#### Work order
After reading the data below, copy out every line that contains the word "window".

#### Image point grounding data

********************

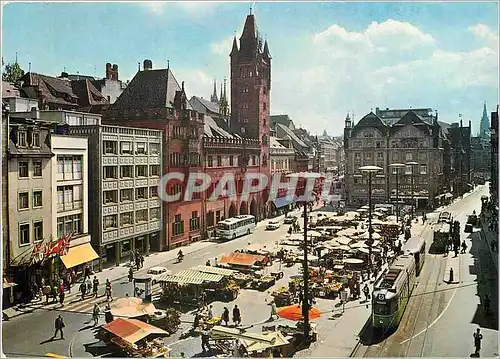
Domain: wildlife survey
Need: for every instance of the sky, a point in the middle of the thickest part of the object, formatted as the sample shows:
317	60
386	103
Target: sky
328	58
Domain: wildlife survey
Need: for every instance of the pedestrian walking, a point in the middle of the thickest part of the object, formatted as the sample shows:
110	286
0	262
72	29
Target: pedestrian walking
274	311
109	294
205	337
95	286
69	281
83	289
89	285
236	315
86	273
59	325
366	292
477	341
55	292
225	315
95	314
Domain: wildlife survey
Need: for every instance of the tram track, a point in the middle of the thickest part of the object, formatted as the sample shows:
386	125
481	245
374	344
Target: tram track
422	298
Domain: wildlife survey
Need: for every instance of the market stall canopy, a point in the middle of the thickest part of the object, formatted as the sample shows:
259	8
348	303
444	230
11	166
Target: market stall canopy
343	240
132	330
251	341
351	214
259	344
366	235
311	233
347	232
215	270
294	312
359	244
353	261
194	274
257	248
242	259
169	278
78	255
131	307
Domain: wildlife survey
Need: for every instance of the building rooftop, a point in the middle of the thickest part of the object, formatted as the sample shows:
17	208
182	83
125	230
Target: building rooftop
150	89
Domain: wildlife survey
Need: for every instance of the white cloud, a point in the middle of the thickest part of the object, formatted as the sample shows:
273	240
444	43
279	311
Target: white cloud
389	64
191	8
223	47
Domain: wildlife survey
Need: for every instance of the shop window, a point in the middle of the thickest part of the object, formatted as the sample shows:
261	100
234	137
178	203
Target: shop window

********************

#### Answer area
Need: for every instance of the shop window, a point in the middle of the thickest part of the object, formatted as the sample shows:
Target: shop window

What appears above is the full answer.